• [Exercise prompt]: Turn all the lines below into a numbered list, skipping any blank lines and leaving the pictures out.

### Supplied entries

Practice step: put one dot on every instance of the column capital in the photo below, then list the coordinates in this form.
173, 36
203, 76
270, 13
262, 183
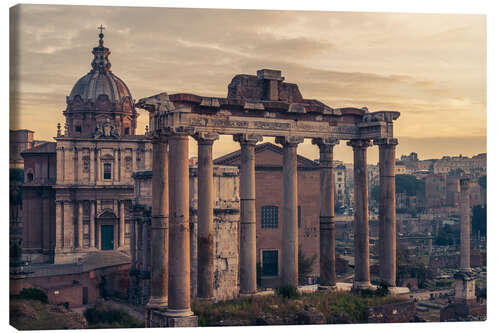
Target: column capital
170, 131
249, 139
289, 140
206, 138
386, 142
359, 143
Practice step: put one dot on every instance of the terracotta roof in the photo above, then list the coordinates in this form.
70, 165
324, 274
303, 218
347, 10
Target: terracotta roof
234, 156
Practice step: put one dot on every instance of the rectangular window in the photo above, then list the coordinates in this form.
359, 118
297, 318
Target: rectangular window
107, 170
270, 263
269, 216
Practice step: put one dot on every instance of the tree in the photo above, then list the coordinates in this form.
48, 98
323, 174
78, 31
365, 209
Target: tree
478, 222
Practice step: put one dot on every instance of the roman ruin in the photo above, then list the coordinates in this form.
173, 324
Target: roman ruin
257, 106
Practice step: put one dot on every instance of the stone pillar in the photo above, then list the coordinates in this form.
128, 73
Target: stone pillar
121, 208
290, 228
92, 225
159, 229
179, 302
464, 225
69, 225
80, 225
327, 274
59, 225
248, 248
206, 240
91, 165
387, 211
361, 225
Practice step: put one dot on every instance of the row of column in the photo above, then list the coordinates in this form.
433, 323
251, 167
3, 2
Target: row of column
65, 224
170, 262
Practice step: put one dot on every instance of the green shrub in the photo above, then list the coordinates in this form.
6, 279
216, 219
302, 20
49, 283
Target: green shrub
287, 291
33, 293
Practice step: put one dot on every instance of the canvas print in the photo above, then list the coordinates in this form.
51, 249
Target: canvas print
182, 167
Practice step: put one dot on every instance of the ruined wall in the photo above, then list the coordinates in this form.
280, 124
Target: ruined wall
226, 229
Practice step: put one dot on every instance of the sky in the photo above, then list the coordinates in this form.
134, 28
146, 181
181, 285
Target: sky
430, 67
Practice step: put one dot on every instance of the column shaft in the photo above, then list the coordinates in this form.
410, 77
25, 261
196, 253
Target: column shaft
464, 225
387, 212
206, 244
248, 248
159, 227
80, 224
121, 207
361, 223
179, 303
59, 225
290, 230
327, 213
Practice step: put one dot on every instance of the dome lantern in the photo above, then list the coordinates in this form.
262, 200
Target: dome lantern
98, 98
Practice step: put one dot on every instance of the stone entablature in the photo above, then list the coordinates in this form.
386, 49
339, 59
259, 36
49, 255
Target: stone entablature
264, 106
99, 162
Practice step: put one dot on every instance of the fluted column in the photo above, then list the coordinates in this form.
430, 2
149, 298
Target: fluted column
464, 225
361, 225
206, 245
159, 227
121, 207
92, 225
248, 248
59, 225
387, 211
327, 274
290, 228
179, 303
80, 225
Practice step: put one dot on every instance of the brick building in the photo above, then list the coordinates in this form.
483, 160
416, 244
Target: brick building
268, 187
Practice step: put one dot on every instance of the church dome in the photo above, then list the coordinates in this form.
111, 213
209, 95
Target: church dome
100, 100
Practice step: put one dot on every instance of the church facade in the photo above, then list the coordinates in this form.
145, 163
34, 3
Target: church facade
78, 191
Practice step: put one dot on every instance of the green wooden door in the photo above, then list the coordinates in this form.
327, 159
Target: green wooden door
107, 235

######

• [Task output]:
1. Practice step: put one dot on every instance of the column capital in the photo below, then list the coordinates in this form.
2. 173, 36
3. 203, 76
4. 270, 13
5. 262, 183
6. Target: column capital
7. 170, 131
8. 249, 139
9. 289, 140
10. 206, 138
11. 386, 142
12. 359, 143
13. Practice step: put one dot on every instance of the terracotta roof in the photo above, then list the coordinates in this form.
14. 70, 165
15. 324, 274
16. 303, 218
17. 347, 10
18. Target: terracotta roof
19. 234, 156
20. Practice step: put one dot on every instance of the rectangular window in the photo above, then list the coordinates in this form.
21. 359, 118
22. 297, 318
23. Target: rectangular window
24. 107, 170
25. 270, 263
26. 269, 216
27. Practice step: put one dot on every instance of the tree in the photo above, then list the coordinates in this form.
28. 48, 98
29. 323, 174
30. 78, 31
31. 365, 209
32. Target: tree
33. 478, 222
34. Practice step: put one dot on every instance of the roman ruin in the photo above, then list the coordinates in this form.
35. 173, 324
36. Target: roman ruin
37. 257, 106
38. Practice step: put one dot on every instance of the stone pillar in the photo above, then list the coordinates in this form.
39. 128, 73
40. Target: stone pillar
41. 121, 208
42. 290, 228
43. 92, 225
44. 159, 229
45. 179, 302
46. 464, 225
47. 69, 225
48. 80, 225
49. 327, 274
50. 59, 225
51. 248, 248
52. 206, 240
53. 91, 165
54. 387, 211
55. 361, 225
56. Practice step: put one dot on every instance of the row of column in the photo above, then list the coordinates in this form.
57. 433, 323
58. 251, 167
59. 3, 2
60. Target: row of column
61. 65, 224
62. 170, 262
63. Practice step: put one dot on every instance of the green shrub in the photo above, then list the coordinates in this form.
64. 6, 279
65. 216, 219
66. 302, 20
67. 49, 283
68. Target: green shrub
69. 287, 291
70. 33, 293
71. Practice step: put one dot on every instance of the canvas print in the photo above, then list the coordinates in this form.
72. 51, 249
73. Target: canvas print
74. 182, 167
75. Practice step: put one dot on every instance of the ruined wall in the photo above, then list the coordinates in this form.
76. 280, 124
77. Target: ruined wall
78. 226, 229
79. Practice step: put one dot on every instance of the sky in the photo above, then list the coordinates in this form.
80. 134, 28
81. 146, 181
82. 181, 285
83. Target: sky
84. 430, 67
85. Practice step: put one dot on every instance of the column shaft in the photo above, then list the coordinates in this form.
86. 410, 77
87. 25, 261
88. 196, 253
89. Target: column shaft
90. 464, 225
91. 387, 212
92. 206, 244
93. 248, 248
94. 159, 227
95. 80, 224
96. 121, 207
97. 361, 223
98. 179, 303
99. 59, 225
100. 290, 230
101. 327, 213
102. Practice step: put one dot on every instance of the dome lantern in the photo above, then list the coordinates in this form.
103. 262, 200
104. Target: dome lantern
105. 98, 98
106. Practice step: put one dot on every instance of the stone entablature in the photo above, then list the coordinates in this form.
107. 386, 49
108. 339, 59
109. 259, 36
110. 49, 255
111. Target: stone entablature
112. 264, 106
113. 99, 162
114. Practice step: put one dot on every instance of the fluted column in the photo above, then list the coordinates in this form.
115. 430, 2
116. 149, 298
117. Target: fluted column
118. 464, 225
119. 361, 225
120. 206, 245
121. 159, 227
122. 121, 207
123. 92, 225
124. 248, 248
125. 59, 225
126. 387, 211
127. 327, 274
128. 290, 228
129. 179, 303
130. 80, 225
131. Practice step: put one dot on every instance of the brick building in the photo above, then list the coordinates in this form.
132. 483, 160
133. 416, 244
134. Target: brick building
135. 268, 187
136. Practice step: put one dot on every instance of the church dome in the photo above, then list the coordinates in this form.
137. 111, 213
138. 209, 95
139. Target: church dome
140. 100, 100
141. Practice step: put one dot on every instance of the church facade in the photo above, then list the coordinates in this form.
142. 145, 163
143. 34, 3
144. Target: church facade
145. 78, 191
146. Practice step: put one dot on every instance of the green wooden door in the photo above, then list the coordinates in this form.
147. 327, 159
148. Target: green wooden door
149. 107, 235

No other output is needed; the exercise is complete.